---- DATA YANG DIBERIKAN

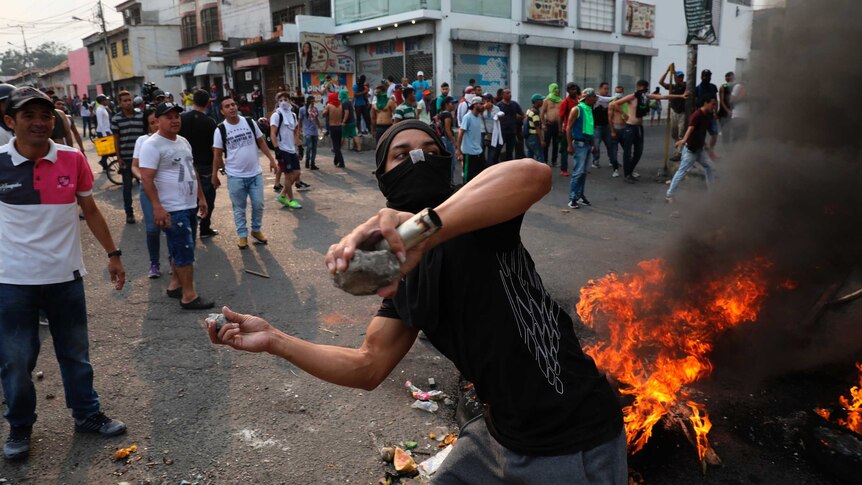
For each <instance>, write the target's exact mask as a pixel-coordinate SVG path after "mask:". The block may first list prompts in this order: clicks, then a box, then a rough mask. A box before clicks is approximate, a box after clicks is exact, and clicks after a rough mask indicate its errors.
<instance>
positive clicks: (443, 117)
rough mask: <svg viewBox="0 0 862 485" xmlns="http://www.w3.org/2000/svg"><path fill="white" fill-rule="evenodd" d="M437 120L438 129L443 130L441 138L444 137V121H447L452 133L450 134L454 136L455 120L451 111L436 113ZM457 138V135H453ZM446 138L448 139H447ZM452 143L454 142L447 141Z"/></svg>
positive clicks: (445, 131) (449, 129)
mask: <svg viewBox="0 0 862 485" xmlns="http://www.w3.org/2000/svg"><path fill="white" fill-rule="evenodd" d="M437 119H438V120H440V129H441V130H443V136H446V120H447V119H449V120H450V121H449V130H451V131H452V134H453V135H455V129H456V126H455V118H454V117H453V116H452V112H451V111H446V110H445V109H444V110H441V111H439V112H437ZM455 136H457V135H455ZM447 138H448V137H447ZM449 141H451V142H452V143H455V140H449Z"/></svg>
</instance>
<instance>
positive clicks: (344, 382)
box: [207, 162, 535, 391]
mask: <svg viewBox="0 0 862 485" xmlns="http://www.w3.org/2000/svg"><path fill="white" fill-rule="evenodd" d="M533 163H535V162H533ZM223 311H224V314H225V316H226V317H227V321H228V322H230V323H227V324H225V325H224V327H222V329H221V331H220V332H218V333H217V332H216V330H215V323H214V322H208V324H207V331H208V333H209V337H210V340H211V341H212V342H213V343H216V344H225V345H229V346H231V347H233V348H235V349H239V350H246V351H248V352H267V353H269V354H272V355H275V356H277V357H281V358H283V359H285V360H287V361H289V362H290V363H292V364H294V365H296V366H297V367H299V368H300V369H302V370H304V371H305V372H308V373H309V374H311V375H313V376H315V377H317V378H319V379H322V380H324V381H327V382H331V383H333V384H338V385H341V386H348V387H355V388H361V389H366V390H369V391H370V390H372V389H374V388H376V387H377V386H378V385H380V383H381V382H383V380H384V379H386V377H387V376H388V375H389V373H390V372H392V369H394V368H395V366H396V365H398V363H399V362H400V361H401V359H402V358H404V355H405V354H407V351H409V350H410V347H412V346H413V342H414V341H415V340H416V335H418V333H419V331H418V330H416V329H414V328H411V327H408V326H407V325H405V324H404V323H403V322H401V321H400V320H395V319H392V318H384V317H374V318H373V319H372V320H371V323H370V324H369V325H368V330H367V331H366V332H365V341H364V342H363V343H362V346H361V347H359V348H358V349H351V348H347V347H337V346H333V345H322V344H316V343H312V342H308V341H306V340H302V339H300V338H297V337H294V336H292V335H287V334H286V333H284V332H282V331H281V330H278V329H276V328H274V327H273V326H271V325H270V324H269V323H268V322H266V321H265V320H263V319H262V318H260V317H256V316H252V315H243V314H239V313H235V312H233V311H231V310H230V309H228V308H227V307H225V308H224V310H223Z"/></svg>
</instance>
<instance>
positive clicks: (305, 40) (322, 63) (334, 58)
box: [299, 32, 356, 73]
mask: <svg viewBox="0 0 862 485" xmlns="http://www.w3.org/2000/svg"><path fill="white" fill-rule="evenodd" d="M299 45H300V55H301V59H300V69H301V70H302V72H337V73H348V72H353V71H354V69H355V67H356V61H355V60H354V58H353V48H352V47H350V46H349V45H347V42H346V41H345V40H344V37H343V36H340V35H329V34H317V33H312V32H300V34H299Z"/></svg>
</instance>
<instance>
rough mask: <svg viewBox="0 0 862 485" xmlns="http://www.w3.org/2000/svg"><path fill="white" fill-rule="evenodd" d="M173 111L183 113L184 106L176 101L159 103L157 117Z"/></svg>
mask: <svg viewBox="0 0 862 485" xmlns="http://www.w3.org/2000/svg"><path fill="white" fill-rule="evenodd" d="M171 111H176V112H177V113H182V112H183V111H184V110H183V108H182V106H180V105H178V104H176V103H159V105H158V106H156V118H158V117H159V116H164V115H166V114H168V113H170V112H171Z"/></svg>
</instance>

--------

▶ PEKERJAAN YANG DIMINTA:
Perbarui semua baris dari awal daftar di atas sampai dengan baris yang memuat "positive clicks: (443, 117)" dengan mengganti "pixel-coordinate" menjadi "pixel-space", tanpa mengubah bagian lain. Jangan sertakan gambar dalam jawaban.

▶ HASIL TUGAS:
For each <instance>, write the target's exact mask as a pixel-space SVG path after "mask:". The block may first list prompts in this order: clicks, then a box, then a rough mask. A box before clicks is approximate, a box after clicks is exact, and clicks after a rough mask indicate its errors.
<instance>
positive clicks: (443, 117)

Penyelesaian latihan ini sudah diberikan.